─── Passage provided
### Representational framework

The internal representation framework used in STEM is a graph [4]. This is a powerful mathematical abstraction that has been applied to many different problem domains. STEM uses the graph to represent geographic locations and their relationships. In a graph a *node* represents a geographic location. Depending on the resolution, nodes in a particular graph may represent a country, state, county or city. It is even possible to combine graphs with different resolutions so some regions may be modelled with higher resolution than others. An *edge* in a graph represents a relationship between two geographic locations (Figure 1). There are many kinds of relationships that could exist. These include "physical adjacency", "linked by state highway", or "exchange population via air travel". Each such relationship is characterized by a metric value that represents the "weight" of the relationship, for instance, the average number of people who travel between two locations (nodes) in a day. This weight value can be incorporated into the disease model computations to account for the level of contact between populations in different geographic locations.

This framework negates the need for typical epidemiological modelling assumptions of a "well mixed" uniformly distributed population. This allows for more realistic models to be represented. The framework also allows for geographic representations at different levels of resolution so that models can focus on key areas without excluding the importance of neighbouring regions. The ability to incorporate abstract relationships in the framework between geographic locations further enhances STEM's ability to model complicated scenarios.

### Disease model state representation

STEM represents the state of a disease affecting a population at a geographic location as a *label* on the corresponding node in the representational graph. Typically, the label segments the population into different discrete disease states and records the numbers of population members in each state. An SIR model [5] has states of *susceptible*, *infectious* and *recovered* (Figure 2), an SEIR model includes an *exposed* state and an SI model removes the recovered state. More than one label may be attached to a node so the states of several diseases and several populations can be maintained simultaneously at each geographic location.

In the SIR state model, for example, a population member can be born and is instantly susceptible and so enters the state S, they can then either stay in that state, become infectious and move to state I, or they can die. In state I, a population member can stay in state I, or recover and move to state R, or die. Similarly, in state R, they can stay in R, lose their immunity and move to state S, or die. The transition from R to S will not be present in all models as it represents population members losing their immunity to a disease which will not be the case for all diseases.

### Computations

The disease model computations implemented in the base version of STEM are rate equations that specify the number of population members that enter and leave each of the representational disease states (e.g., S, I or R) for a particular interval of time.

STEM comes with four "built-in" disease models corresponding to the SIR and SEIR disease models and stochastic or deterministic computations (2 × 2). It also includes a unique disease model for multi-serotype diseases such as dengue fever which maintains a combinatorial disease state that tracks the sequential serotype infection and recovery state for all possible sequence of infections [6].
──────
─── Data shown
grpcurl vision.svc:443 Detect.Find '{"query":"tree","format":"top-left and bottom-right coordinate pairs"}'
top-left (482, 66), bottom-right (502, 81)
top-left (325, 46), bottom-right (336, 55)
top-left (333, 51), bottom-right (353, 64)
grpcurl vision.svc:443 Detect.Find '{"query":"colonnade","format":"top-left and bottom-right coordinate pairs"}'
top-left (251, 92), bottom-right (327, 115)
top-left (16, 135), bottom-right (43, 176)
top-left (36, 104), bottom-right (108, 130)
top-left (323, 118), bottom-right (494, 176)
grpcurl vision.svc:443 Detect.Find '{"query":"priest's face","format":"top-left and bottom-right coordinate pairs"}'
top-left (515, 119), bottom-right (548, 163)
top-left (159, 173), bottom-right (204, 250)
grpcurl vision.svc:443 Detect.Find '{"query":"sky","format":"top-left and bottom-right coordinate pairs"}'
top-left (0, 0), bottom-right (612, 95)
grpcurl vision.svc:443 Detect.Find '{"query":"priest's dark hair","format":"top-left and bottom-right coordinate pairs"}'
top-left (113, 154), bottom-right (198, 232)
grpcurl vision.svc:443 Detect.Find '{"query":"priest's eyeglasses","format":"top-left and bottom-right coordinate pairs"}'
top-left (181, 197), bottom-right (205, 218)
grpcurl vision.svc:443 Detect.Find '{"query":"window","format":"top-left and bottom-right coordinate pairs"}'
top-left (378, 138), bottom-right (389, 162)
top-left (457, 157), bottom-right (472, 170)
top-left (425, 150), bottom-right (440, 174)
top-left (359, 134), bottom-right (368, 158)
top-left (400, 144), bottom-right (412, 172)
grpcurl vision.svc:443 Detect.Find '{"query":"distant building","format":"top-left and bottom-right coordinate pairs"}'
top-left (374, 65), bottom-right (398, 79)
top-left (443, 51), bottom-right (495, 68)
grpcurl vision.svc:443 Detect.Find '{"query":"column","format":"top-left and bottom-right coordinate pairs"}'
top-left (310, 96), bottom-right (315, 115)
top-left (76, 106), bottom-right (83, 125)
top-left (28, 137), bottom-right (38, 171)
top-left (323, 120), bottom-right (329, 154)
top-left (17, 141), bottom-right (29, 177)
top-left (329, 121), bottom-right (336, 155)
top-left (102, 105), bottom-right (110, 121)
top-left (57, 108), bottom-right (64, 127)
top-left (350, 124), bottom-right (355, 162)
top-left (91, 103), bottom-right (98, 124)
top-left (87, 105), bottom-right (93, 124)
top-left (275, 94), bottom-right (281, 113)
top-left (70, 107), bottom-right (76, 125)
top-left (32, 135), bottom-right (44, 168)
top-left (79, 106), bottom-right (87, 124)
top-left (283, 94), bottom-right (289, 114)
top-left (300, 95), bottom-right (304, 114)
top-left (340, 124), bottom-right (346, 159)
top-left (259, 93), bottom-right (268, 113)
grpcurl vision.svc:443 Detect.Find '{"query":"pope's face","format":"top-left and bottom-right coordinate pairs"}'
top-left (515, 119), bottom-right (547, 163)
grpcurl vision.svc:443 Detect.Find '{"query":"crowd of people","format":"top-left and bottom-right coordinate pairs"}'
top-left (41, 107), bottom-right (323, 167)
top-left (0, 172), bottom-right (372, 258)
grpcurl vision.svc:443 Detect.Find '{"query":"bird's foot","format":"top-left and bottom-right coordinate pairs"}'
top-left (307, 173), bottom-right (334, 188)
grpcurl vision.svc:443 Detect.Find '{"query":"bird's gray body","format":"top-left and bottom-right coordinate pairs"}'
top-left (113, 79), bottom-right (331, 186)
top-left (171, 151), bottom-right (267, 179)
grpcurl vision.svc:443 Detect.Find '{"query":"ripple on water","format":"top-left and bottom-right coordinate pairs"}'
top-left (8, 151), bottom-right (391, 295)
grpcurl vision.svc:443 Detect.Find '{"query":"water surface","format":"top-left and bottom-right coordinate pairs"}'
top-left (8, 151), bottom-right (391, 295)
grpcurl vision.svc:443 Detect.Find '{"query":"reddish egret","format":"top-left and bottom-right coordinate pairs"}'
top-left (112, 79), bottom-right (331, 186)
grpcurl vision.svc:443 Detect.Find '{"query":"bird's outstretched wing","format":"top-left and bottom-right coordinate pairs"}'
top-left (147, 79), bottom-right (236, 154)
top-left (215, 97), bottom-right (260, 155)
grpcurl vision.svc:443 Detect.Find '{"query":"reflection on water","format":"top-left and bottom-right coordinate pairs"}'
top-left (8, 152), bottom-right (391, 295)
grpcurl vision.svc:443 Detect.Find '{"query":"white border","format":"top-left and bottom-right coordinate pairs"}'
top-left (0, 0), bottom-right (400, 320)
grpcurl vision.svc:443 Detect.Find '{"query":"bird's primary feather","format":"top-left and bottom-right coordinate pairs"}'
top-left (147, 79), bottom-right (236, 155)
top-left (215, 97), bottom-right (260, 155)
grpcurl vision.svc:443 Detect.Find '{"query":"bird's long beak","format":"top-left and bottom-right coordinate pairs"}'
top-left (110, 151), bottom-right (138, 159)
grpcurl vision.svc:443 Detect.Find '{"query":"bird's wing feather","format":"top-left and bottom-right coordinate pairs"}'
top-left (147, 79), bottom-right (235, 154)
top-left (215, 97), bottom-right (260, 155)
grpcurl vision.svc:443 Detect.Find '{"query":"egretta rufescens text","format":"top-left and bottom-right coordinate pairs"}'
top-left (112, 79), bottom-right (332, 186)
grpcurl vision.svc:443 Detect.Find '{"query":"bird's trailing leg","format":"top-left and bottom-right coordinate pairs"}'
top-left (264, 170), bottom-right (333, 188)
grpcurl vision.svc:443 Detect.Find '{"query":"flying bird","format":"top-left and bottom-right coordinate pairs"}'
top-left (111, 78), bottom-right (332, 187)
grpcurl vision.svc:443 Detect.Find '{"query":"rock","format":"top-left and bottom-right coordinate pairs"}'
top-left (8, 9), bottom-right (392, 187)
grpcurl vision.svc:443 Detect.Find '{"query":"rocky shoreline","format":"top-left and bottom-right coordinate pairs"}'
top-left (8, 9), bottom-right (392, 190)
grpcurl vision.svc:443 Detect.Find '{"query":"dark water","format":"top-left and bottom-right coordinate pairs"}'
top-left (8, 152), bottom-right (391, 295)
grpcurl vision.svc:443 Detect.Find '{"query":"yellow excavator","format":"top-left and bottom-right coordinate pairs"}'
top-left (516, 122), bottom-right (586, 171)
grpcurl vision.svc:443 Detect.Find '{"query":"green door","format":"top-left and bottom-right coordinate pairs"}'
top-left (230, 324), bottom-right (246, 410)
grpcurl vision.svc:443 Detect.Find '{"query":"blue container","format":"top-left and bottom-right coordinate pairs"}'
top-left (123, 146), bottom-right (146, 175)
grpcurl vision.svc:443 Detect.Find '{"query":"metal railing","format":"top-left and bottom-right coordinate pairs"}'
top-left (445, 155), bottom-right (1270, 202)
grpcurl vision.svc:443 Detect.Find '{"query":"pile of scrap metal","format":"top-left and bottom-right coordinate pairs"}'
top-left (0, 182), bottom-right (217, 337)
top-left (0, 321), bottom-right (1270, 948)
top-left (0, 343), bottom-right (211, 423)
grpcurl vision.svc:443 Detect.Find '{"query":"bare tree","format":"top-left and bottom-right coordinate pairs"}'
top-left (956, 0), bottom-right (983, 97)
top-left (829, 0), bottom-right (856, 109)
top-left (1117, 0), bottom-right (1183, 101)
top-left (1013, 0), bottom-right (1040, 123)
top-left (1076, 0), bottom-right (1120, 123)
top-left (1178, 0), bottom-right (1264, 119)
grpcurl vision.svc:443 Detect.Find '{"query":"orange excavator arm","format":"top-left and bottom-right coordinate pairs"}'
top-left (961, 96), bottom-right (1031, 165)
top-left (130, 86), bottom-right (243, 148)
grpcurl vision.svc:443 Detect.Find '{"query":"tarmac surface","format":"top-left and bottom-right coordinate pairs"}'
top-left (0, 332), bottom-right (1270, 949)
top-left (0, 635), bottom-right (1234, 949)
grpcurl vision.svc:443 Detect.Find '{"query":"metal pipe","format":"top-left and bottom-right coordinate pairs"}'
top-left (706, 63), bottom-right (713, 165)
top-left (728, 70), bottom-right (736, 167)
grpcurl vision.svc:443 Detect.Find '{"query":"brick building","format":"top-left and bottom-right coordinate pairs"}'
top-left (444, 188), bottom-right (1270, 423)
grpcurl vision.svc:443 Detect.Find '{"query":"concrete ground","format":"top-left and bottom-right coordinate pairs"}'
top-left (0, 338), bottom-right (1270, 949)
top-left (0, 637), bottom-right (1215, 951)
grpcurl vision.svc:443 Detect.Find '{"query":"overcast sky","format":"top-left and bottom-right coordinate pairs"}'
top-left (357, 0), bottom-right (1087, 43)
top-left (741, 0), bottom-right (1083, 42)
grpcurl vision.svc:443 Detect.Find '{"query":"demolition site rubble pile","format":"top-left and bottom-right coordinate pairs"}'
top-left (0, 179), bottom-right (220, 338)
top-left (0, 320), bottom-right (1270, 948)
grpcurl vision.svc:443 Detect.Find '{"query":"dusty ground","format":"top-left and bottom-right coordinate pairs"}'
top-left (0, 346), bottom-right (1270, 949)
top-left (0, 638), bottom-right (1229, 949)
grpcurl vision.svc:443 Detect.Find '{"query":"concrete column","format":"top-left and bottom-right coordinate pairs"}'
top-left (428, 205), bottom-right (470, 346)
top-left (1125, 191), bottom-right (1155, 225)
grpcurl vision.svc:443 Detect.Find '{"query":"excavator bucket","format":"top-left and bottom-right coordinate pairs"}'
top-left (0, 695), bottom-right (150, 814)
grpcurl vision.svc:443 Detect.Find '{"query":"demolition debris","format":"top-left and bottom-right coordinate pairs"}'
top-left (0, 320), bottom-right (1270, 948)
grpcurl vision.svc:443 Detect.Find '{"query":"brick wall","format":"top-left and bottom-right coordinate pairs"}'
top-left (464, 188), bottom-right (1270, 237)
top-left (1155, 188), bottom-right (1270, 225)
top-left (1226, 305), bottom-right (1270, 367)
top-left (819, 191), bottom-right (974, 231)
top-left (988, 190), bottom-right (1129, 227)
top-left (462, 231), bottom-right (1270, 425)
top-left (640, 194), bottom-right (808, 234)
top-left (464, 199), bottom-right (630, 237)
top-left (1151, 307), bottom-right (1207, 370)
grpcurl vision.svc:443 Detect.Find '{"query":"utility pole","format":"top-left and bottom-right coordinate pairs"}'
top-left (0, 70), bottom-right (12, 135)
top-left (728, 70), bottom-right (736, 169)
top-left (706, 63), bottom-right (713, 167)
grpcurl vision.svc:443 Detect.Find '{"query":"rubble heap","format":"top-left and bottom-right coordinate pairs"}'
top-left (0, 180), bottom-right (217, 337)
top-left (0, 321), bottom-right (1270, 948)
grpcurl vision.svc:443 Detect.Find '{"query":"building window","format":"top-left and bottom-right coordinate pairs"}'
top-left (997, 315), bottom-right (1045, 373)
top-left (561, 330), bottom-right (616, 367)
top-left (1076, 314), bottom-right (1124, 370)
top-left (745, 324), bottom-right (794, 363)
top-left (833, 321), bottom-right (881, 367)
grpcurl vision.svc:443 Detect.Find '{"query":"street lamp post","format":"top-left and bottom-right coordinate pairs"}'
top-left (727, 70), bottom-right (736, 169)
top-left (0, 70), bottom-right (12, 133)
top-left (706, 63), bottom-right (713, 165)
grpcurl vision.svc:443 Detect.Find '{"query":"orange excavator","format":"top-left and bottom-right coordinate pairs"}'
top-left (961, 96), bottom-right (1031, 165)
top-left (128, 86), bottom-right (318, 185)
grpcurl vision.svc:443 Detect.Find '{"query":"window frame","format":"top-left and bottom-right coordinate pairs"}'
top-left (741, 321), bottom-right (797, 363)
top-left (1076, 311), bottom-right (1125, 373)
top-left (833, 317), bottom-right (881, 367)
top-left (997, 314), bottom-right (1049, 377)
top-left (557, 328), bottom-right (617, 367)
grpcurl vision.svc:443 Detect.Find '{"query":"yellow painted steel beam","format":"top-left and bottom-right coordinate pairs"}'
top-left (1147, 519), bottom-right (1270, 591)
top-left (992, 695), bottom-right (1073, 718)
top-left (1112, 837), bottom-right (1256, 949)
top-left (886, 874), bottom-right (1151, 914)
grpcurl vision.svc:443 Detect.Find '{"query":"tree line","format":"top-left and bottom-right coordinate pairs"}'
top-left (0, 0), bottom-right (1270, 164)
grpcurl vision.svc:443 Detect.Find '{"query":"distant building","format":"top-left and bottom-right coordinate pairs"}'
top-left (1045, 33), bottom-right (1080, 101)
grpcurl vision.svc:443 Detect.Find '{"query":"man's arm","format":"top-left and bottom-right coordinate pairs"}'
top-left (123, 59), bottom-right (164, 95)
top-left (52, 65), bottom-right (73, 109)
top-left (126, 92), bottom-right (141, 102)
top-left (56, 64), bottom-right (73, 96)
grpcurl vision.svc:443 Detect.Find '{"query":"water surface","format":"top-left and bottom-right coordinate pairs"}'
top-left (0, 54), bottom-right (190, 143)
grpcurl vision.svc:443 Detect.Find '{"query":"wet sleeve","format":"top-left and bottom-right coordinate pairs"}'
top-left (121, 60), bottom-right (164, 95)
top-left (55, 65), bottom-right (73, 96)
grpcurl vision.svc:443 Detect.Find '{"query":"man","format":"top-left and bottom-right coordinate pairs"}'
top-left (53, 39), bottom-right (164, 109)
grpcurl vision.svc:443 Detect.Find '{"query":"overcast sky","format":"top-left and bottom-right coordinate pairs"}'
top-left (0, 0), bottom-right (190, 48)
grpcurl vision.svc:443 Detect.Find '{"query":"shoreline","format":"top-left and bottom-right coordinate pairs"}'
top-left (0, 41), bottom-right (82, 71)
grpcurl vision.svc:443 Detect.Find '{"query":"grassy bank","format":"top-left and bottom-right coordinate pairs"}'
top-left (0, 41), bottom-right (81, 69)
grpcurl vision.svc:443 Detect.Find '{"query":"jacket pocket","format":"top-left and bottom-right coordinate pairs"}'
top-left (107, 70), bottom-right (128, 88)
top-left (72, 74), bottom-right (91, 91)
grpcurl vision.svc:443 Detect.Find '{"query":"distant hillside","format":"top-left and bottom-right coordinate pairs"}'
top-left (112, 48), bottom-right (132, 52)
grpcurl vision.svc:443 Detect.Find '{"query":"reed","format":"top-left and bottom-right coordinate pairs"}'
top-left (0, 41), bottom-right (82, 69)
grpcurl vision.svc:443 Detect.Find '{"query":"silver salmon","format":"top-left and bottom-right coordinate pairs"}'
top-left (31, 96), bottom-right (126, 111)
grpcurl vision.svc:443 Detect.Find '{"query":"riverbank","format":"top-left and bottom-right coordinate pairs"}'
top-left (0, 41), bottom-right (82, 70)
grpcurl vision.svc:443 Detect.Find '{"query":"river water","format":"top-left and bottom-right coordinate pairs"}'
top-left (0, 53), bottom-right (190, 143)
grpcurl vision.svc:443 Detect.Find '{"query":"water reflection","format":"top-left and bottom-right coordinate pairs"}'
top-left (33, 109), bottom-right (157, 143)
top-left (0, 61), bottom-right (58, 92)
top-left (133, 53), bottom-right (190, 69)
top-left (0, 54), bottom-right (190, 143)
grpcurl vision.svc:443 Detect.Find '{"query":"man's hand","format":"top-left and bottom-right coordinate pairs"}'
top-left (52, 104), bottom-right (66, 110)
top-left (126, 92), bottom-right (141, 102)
──────
## Actions to take
**1.** According to the text on STEM, what does an edge in the graph represent?
**2.** Pick up the text on STEM after its last sentence and continue it.
This data has nothing to do with the text on STEM.

## Answers for the exercise
**1.** An edge represents a relationship between two geographic locations.

**2.**
### Simulation

The simulation of the progression of a disease is implemented in STEM as an iterative process that visits each node in the graph and computes a new value for each disease state label for each population at that node. The new values are computed solely from the current state of the simulation, which consists of the current simulated time and the current values of the labels on the nodes in the graph. The new values are saved as they are computed and only when all nodes have been so processed at the end of the cycle do the new labels replace the previous labels. Simulation time is then advanced by the time delta of the simulation (typically a day, but this is configurable). The process repeats until stopped by the user. As each cycle is processed, history data is collected for the disease states so that the progress of the disease can be reviewed or analyzed later.

### Implementation and extensibility

STEM is written in the Java™ programming language and runs on most platforms that support Java™. The architecture is the system is designed to be extended by the addition of new disease models. This involves the writing of software modules in the Java™ programming language. The current base distribution of STEM comes complete with example source code for all its disease models. These models can be augmented by user supplied implementations of additional disease models. A direct approach to doing this is to copy the sample code and modify a renamed version. This allows for simple changes to the base calculations to be developed quickly and incorporated for general use. More extensive changes require deeper understanding of how to manipulate the representational framework (documented in the distribution), but allowing such changes was one of the design requirements for the system so this type of extension is deliberately exposed to other researchers.

In a future version of STEM, the code base will be retargeted to the eclipse open source tool framework [7]. This framework provides a formal "plug-in" software architecture that will be leveraged by STEM to provide a more standardized approached to its extension. This will allow not just disease models to be extended, but also features such as new and different types of graphic displays and other interface items as well as the modelling of more and different relationships between locations.